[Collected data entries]

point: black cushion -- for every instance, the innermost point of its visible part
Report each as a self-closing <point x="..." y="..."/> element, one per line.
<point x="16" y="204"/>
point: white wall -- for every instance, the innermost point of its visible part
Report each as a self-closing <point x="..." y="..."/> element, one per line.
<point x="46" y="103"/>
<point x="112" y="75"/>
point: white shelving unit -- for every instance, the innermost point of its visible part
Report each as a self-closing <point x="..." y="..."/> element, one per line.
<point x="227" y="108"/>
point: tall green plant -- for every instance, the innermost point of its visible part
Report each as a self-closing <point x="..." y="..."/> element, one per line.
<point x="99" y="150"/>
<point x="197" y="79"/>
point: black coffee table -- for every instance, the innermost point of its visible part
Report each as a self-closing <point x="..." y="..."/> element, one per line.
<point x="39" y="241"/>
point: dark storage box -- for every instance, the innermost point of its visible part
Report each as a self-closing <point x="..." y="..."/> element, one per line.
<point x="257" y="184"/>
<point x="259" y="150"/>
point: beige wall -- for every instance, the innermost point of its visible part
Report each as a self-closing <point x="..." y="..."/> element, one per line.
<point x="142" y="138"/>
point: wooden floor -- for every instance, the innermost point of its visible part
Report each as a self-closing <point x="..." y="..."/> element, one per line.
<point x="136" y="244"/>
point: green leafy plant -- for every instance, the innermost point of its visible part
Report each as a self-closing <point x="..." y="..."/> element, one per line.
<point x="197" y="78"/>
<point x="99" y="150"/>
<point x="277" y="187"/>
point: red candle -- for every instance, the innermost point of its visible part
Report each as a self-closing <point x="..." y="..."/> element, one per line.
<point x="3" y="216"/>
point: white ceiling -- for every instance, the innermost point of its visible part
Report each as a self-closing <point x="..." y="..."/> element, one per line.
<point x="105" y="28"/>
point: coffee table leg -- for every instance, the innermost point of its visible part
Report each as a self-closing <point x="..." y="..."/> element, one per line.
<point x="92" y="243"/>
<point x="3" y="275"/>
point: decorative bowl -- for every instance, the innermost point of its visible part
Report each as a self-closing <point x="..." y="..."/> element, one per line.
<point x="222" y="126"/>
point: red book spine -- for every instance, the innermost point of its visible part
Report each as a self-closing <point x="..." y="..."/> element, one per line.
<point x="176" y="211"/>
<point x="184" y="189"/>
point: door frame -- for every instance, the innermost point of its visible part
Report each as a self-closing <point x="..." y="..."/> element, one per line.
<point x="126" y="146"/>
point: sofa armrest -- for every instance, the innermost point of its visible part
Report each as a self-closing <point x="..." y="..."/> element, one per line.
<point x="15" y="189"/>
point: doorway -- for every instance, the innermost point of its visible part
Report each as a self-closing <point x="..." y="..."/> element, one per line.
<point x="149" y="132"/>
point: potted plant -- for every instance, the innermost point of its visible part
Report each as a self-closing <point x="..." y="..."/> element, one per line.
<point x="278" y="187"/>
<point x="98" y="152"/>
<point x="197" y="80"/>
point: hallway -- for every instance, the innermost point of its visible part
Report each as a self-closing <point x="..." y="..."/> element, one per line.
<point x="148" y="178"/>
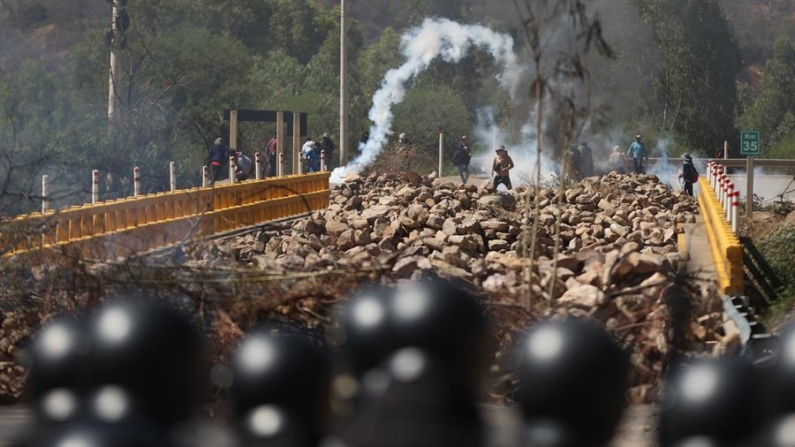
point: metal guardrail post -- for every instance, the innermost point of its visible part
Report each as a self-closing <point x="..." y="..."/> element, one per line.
<point x="45" y="193"/>
<point x="172" y="173"/>
<point x="136" y="181"/>
<point x="94" y="186"/>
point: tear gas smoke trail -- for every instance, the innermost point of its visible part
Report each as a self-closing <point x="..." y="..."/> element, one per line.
<point x="523" y="153"/>
<point x="421" y="46"/>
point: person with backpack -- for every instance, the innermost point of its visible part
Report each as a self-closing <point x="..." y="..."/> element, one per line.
<point x="327" y="144"/>
<point x="689" y="174"/>
<point x="216" y="158"/>
<point x="461" y="158"/>
<point x="501" y="168"/>
<point x="637" y="151"/>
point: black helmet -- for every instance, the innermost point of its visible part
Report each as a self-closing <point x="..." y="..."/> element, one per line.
<point x="153" y="351"/>
<point x="573" y="373"/>
<point x="699" y="398"/>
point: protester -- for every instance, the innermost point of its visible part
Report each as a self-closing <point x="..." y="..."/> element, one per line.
<point x="311" y="155"/>
<point x="689" y="174"/>
<point x="461" y="158"/>
<point x="243" y="166"/>
<point x="637" y="151"/>
<point x="216" y="158"/>
<point x="501" y="168"/>
<point x="271" y="152"/>
<point x="327" y="144"/>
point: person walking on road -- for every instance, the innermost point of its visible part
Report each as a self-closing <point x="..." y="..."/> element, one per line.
<point x="270" y="149"/>
<point x="216" y="158"/>
<point x="243" y="166"/>
<point x="461" y="158"/>
<point x="689" y="174"/>
<point x="637" y="151"/>
<point x="327" y="144"/>
<point x="501" y="168"/>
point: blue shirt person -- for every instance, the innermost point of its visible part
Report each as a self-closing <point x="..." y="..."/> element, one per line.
<point x="637" y="151"/>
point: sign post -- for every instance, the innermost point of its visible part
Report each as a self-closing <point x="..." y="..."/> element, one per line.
<point x="750" y="145"/>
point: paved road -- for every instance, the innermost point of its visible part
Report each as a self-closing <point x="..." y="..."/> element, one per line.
<point x="636" y="431"/>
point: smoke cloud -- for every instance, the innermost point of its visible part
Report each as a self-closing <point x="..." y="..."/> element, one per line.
<point x="435" y="38"/>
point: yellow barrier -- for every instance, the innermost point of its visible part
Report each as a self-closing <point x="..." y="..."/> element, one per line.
<point x="727" y="252"/>
<point x="126" y="226"/>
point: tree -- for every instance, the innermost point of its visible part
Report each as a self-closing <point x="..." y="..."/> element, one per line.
<point x="696" y="92"/>
<point x="773" y="112"/>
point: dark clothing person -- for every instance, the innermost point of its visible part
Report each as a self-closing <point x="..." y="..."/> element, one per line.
<point x="501" y="168"/>
<point x="689" y="174"/>
<point x="328" y="145"/>
<point x="217" y="159"/>
<point x="461" y="159"/>
<point x="270" y="150"/>
<point x="243" y="167"/>
<point x="638" y="152"/>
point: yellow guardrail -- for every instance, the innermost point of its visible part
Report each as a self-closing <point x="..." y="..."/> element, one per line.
<point x="131" y="225"/>
<point x="727" y="252"/>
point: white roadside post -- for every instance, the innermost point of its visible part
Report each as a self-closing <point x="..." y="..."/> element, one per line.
<point x="441" y="152"/>
<point x="172" y="174"/>
<point x="94" y="186"/>
<point x="45" y="193"/>
<point x="136" y="181"/>
<point x="736" y="212"/>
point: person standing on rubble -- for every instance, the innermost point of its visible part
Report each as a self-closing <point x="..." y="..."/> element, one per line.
<point x="461" y="158"/>
<point x="637" y="151"/>
<point x="501" y="168"/>
<point x="689" y="174"/>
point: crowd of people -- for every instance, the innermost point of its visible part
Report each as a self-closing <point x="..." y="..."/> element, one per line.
<point x="398" y="366"/>
<point x="219" y="154"/>
<point x="580" y="160"/>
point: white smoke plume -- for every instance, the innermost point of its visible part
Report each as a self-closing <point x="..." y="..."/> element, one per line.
<point x="435" y="38"/>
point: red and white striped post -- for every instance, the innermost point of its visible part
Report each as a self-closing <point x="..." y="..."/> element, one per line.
<point x="709" y="171"/>
<point x="205" y="176"/>
<point x="94" y="186"/>
<point x="172" y="174"/>
<point x="735" y="220"/>
<point x="45" y="193"/>
<point x="729" y="199"/>
<point x="136" y="181"/>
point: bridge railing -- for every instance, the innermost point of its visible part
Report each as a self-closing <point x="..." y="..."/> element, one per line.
<point x="130" y="225"/>
<point x="727" y="251"/>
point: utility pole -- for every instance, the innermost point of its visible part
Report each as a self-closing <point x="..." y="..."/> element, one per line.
<point x="116" y="41"/>
<point x="343" y="88"/>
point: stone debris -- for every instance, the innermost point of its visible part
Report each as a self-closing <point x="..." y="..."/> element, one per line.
<point x="617" y="257"/>
<point x="617" y="263"/>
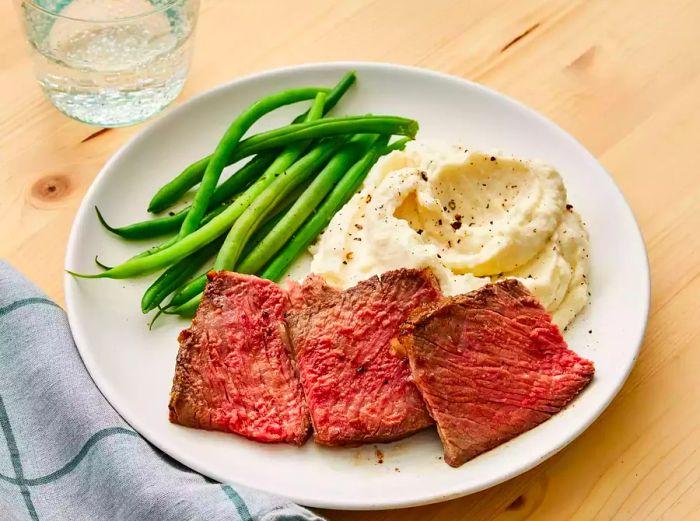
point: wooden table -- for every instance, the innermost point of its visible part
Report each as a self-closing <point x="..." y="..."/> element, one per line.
<point x="623" y="76"/>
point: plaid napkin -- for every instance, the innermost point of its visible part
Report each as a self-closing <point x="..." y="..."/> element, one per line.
<point x="65" y="454"/>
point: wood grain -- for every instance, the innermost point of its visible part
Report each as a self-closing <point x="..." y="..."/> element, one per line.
<point x="623" y="77"/>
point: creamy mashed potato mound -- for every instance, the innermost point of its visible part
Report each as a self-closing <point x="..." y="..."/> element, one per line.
<point x="471" y="217"/>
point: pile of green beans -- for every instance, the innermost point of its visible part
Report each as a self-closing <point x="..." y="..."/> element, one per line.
<point x="261" y="218"/>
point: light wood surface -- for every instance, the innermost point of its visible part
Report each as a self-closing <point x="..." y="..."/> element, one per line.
<point x="623" y="76"/>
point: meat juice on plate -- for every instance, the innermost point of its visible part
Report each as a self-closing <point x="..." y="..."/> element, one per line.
<point x="112" y="73"/>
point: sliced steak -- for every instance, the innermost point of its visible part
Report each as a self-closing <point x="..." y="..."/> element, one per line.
<point x="357" y="389"/>
<point x="490" y="365"/>
<point x="234" y="371"/>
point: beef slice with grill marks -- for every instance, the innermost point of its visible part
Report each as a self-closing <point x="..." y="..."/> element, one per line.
<point x="357" y="389"/>
<point x="234" y="371"/>
<point x="490" y="365"/>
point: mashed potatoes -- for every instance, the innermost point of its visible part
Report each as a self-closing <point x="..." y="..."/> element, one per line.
<point x="470" y="217"/>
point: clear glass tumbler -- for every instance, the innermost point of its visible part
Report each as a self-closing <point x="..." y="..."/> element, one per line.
<point x="110" y="63"/>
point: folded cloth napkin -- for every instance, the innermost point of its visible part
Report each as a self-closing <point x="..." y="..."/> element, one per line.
<point x="65" y="454"/>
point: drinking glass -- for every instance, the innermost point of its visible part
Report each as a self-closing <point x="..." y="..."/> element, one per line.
<point x="110" y="63"/>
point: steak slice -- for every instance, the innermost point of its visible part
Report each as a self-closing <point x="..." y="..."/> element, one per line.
<point x="490" y="365"/>
<point x="357" y="389"/>
<point x="234" y="370"/>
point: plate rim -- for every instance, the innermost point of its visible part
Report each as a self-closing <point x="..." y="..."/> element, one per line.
<point x="106" y="389"/>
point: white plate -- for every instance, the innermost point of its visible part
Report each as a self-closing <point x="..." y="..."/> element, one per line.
<point x="134" y="367"/>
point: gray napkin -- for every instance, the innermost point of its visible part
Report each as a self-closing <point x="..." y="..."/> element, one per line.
<point x="65" y="454"/>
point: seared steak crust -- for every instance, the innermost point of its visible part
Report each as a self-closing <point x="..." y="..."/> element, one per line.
<point x="490" y="365"/>
<point x="357" y="390"/>
<point x="234" y="370"/>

*WHAT THE TASK ASKS*: Lines containing the word "white" must be found in the data above and copied.

*OUTPUT BELOW*:
point: white wall -- for every instance, the innermost point of its visible part
point: white shelving unit -- for every instance, the innermost point of its visible part
point: white ceiling -- for every instance, the innermost point of its visible part
point: white roadside post -- for every instance, the innermost point of its visible part
point: white smoke plume -- for every instance, the innermost point of its visible part
point: red and white striped post -- for every instance, the innermost point of its visible part
point: white plate -- for every instance, the innermost point of its visible part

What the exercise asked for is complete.